[Annotated coordinate records]
:::
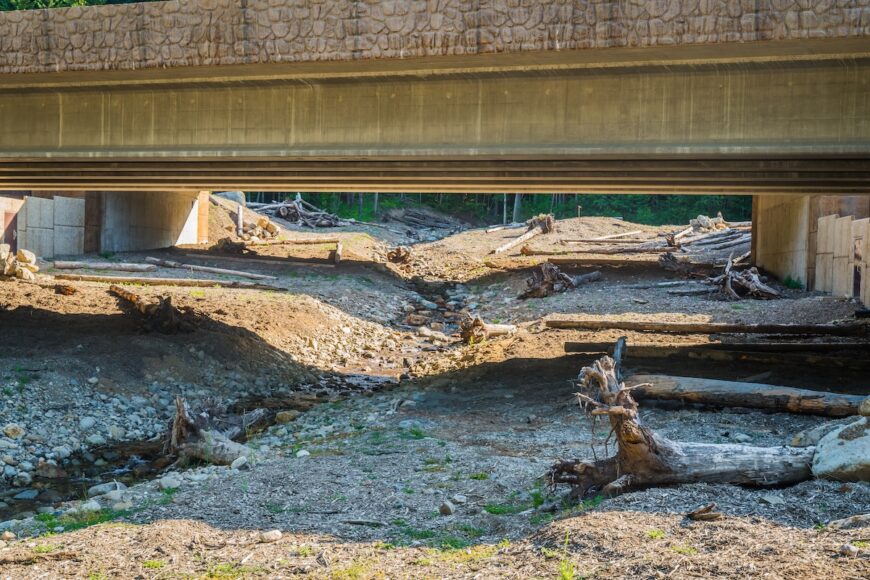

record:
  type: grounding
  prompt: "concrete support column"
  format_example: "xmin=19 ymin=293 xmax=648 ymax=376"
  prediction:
xmin=752 ymin=195 xmax=812 ymax=288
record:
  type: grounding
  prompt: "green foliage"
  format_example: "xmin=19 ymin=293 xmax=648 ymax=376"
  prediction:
xmin=248 ymin=193 xmax=752 ymax=225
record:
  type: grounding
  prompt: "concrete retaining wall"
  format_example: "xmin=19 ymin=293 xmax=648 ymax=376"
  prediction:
xmin=0 ymin=0 xmax=870 ymax=73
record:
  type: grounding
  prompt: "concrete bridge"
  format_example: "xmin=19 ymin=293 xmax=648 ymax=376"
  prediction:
xmin=0 ymin=0 xmax=870 ymax=194
xmin=0 ymin=0 xmax=870 ymax=288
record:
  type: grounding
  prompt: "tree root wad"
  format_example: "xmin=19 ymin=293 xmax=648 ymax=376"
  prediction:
xmin=548 ymin=338 xmax=815 ymax=497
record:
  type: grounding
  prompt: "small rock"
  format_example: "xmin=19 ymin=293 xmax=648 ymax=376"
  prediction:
xmin=275 ymin=409 xmax=302 ymax=423
xmin=79 ymin=417 xmax=97 ymax=431
xmin=85 ymin=433 xmax=106 ymax=445
xmin=3 ymin=423 xmax=24 ymax=439
xmin=157 ymin=474 xmax=181 ymax=489
xmin=760 ymin=493 xmax=785 ymax=505
xmin=260 ymin=530 xmax=284 ymax=544
xmin=15 ymin=248 xmax=36 ymax=264
xmin=438 ymin=501 xmax=456 ymax=516
xmin=230 ymin=455 xmax=251 ymax=471
xmin=12 ymin=489 xmax=39 ymax=501
xmin=79 ymin=499 xmax=103 ymax=512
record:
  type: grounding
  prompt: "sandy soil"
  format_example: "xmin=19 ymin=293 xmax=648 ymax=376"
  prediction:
xmin=0 ymin=208 xmax=870 ymax=578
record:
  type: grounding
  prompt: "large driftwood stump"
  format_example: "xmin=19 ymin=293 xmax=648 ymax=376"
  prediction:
xmin=549 ymin=338 xmax=815 ymax=496
xmin=109 ymin=284 xmax=196 ymax=334
xmin=163 ymin=397 xmax=275 ymax=465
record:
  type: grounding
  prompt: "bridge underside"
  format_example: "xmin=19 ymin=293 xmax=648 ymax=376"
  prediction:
xmin=0 ymin=154 xmax=870 ymax=195
xmin=0 ymin=39 xmax=870 ymax=194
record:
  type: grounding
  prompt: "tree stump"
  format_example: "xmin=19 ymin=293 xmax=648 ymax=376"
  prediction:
xmin=549 ymin=338 xmax=815 ymax=496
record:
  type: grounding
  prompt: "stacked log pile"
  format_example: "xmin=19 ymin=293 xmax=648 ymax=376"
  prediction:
xmin=0 ymin=244 xmax=39 ymax=282
xmin=249 ymin=197 xmax=351 ymax=228
xmin=708 ymin=258 xmax=780 ymax=300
:::
▶ [Exercise details]:
Reproduce every line of the material above word for word, omitting the pictures.

▶ [Task response]:
record:
  type: grounding
  prompt: "concrete support column"
  format_example: "xmin=19 ymin=293 xmax=648 ymax=376"
  prediction:
xmin=752 ymin=195 xmax=812 ymax=288
record:
  type: grounding
  prompt: "green foliage"
  format_example: "xmin=19 ymin=293 xmax=648 ymax=376"
  prediction:
xmin=248 ymin=193 xmax=752 ymax=225
record:
  type: grounding
  prompt: "concrete retaining wall"
  format_example: "xmin=19 ymin=293 xmax=648 ymax=376"
  prediction:
xmin=0 ymin=0 xmax=870 ymax=73
record:
  type: grounding
  prompt: "concrete bridge"
  format_example: "xmin=19 ymin=293 xmax=648 ymax=376"
  prediction:
xmin=0 ymin=0 xmax=870 ymax=194
xmin=0 ymin=0 xmax=870 ymax=288
record:
  type: grounding
  prompt: "tree root wad"
  format_example: "xmin=19 ymin=293 xmax=648 ymax=376"
  prediction:
xmin=548 ymin=338 xmax=815 ymax=497
record:
  type: grounding
  prompt: "small rock"
  format_example: "xmin=19 ymin=293 xmax=648 ymax=376"
  prediction:
xmin=275 ymin=409 xmax=302 ymax=423
xmin=79 ymin=417 xmax=97 ymax=431
xmin=85 ymin=433 xmax=106 ymax=445
xmin=3 ymin=423 xmax=24 ymax=439
xmin=157 ymin=474 xmax=181 ymax=489
xmin=760 ymin=493 xmax=785 ymax=505
xmin=260 ymin=530 xmax=284 ymax=544
xmin=15 ymin=248 xmax=36 ymax=264
xmin=438 ymin=501 xmax=456 ymax=516
xmin=230 ymin=455 xmax=251 ymax=471
xmin=12 ymin=489 xmax=39 ymax=501
xmin=79 ymin=499 xmax=103 ymax=512
record:
  type: grounding
  prompt: "sandy soil"
  format_example: "xmin=19 ymin=293 xmax=648 ymax=376"
  prediction:
xmin=0 ymin=208 xmax=870 ymax=578
record:
  type: grounding
  prompt: "large driftwood stump"
  format_example: "xmin=19 ymin=293 xmax=648 ymax=376"
  prediction:
xmin=549 ymin=338 xmax=815 ymax=496
xmin=109 ymin=284 xmax=196 ymax=334
xmin=163 ymin=397 xmax=275 ymax=465
record:
  type: grounding
  prompt: "bridge underside"
  format_example: "xmin=19 ymin=293 xmax=648 ymax=376"
  prediction:
xmin=0 ymin=154 xmax=870 ymax=195
xmin=0 ymin=39 xmax=870 ymax=194
record:
  type: grounding
  prompt: "tree stump"
  format_example: "xmin=19 ymin=293 xmax=648 ymax=376"
  prediction:
xmin=549 ymin=338 xmax=815 ymax=496
record:
  type: grounding
  prompt: "stacked log pile"
  format_example: "xmin=19 ymin=293 xmax=648 ymax=376"
  prediction:
xmin=0 ymin=244 xmax=39 ymax=282
xmin=249 ymin=197 xmax=351 ymax=228
xmin=708 ymin=258 xmax=780 ymax=300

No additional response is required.